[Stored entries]

◇ ◇ ◇ ◇

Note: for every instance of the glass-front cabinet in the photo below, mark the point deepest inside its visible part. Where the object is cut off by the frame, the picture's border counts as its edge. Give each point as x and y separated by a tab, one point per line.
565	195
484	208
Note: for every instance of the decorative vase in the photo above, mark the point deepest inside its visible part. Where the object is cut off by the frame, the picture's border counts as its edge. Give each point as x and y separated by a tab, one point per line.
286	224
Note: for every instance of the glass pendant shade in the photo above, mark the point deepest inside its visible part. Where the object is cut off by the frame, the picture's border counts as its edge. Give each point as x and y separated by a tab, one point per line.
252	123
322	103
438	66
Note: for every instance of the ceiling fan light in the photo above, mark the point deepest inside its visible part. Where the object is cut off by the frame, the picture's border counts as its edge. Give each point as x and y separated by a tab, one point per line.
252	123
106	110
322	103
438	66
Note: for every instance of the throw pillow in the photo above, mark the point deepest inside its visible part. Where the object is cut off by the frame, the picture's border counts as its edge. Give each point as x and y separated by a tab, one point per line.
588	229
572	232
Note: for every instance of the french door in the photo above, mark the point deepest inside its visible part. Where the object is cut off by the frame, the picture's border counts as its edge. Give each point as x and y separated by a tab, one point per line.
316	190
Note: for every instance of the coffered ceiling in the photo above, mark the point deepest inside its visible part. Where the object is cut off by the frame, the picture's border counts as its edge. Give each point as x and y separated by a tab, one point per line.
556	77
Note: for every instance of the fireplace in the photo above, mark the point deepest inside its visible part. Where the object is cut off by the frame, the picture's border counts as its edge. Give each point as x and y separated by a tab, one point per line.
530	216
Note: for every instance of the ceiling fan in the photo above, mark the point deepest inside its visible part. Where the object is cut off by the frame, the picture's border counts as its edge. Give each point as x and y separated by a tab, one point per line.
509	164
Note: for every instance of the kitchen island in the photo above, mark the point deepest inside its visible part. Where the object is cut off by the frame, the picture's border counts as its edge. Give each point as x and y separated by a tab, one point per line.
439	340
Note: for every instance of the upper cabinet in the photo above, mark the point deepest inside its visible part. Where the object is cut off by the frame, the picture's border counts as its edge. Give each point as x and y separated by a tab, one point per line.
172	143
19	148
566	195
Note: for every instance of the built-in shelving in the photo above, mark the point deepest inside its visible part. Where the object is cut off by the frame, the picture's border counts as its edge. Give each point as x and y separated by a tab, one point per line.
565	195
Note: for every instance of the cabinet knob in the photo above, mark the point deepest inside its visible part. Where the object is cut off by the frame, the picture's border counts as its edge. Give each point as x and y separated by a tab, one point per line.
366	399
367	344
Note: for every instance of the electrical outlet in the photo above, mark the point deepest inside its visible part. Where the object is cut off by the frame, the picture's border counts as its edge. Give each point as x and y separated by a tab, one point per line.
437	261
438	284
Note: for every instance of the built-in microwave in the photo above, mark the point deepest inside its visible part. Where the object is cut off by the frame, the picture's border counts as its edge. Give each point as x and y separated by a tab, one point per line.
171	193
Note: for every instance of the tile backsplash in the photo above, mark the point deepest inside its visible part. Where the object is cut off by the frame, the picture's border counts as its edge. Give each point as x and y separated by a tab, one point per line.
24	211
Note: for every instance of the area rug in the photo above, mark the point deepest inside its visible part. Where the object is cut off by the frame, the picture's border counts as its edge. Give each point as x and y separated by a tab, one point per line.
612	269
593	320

◇ ◇ ◇ ◇

## TASK TO CARRY OUT:
Transcribe the data in full, keeping every detail.

## FINISHED EXERCISE:
Note: for every instance of the glass-front cabinet in the photo below, mark the point deepest inside its visible part. Where the object is cut off by the frame, the picture's border counts as its edge. Give each point as x and y separated by a tab, one point per line.
565	195
484	208
Note: for every instance of the decorative vase in the photo above, mark the point deepest inside its visible part. Where the object is cut off by the frame, the picture's border counts as its edge. Give each point as x and y separated by a tab, one point per line.
286	224
Note: for every instance of the glass pendant shade in the photo above, mark the point deepest inside its visible part. Where the object is cut off by the frame, the picture's border counts as its edge. Give each point as x and y separated by a tab, one point per line.
252	123
322	103
438	66
Note: for every instance of the ceiling fan light in the photo above, mark the point deepest inside its visible part. Where the object is cut off by the frame, the picture's border counts as its edge. Give each point as x and y separated by a tab, one point per line.
252	123
106	110
322	103
438	66
Note: for every instance of the throw pillow in the photo above, mark the point deepest inside its visible part. Where the object is cut off by the frame, the picture's border counts as its edge. Give each point as x and y separated by a tab, one point per line.
588	229
572	232
Note: for every instance of the french door in the photo above, mark the point deepest inside its visible part. Where the object is cut off by the frame, the picture's border counts as its edge. Give each point as x and y separated by a tab, one point per line.
316	190
Note: for every instance of the coffered ceiling in the photo above, mark the point deepest inside its visible part. Where the object is cut off by the frame, the picture's border counts as its edge. Give each point as x and y separated by a tab, one point per line.
556	77
Note: for every instance of the fireplace in the photo above, mark the point deepest inside its visible part. Where the object is cut off by the frame, the picture's border counts as its edge. Give each point as x and y separated by a tab, one point per line.
530	216
Note: for every instance of the ceiling fan in the photo above, mark the point deepest inside its visible part. Where the object is cut off by the frame, the picture's border counts as its edge. Give each point as x and y separated by a tab, one point per line.
509	164
Note: for every instance of the kitchen island in the photo above, mark the point deepest inside its visible part. Where the object is cut off by the frame, the picture's border counts as its edge. Give each point as x and y separated by a tab, one point per line.
439	340
Note: for every instance of the upper cabinet in the photo above, mark the point deepest inside its visible part. Where the object is cut off by the frame, the picture's border counts as its edge. Give each point as x and y separated by a tab, one point per line.
172	143
19	148
566	195
Note: for every instance of the built-in shelving in the photo above, mark the point deepest inside its visible part. Where the object is cut off by the frame, the picture's border counts as its edge. Give each point as x and y separated by a tab, one point per line.
565	195
Note: for every instance of the cabinet knob in the photo above, mark the point deepest inside its visible part. Where the object is cut off by the frame, the picture's border counts as its edge. Give each point as x and y separated by a tab, one point per line.
366	399
367	344
Note: for every instance of the electrical outlet in the photo above, mark the point deepest inside its visible part. Where the object is cut off by the frame, the picture's border counts as its edge. Give each point as x and y separated by a tab, one point per line.
437	261
438	284
Note: for every instance of the built-in microwave in the photo above, mark the point deepest inside its visible part. Where the object is cut off by the frame, the picture's border counts as its edge. Give each point as x and y separated by a tab, one point per line.
171	193
Note: for every instance of the tile backsplash in the photo above, mark the point deepest inside its visible part. Where the object is cut off by the frame, the picture's border counts as its edge. Give each point as x and y separated by a tab, one point per line.
24	211
Note: for every instance of the area rug in the photo above, mark the point deepest inside its visible part. Where the object is cut off by the frame, the picture's border counts as its edge. Give each point as x and y separated by a tab, one point per line.
612	269
593	320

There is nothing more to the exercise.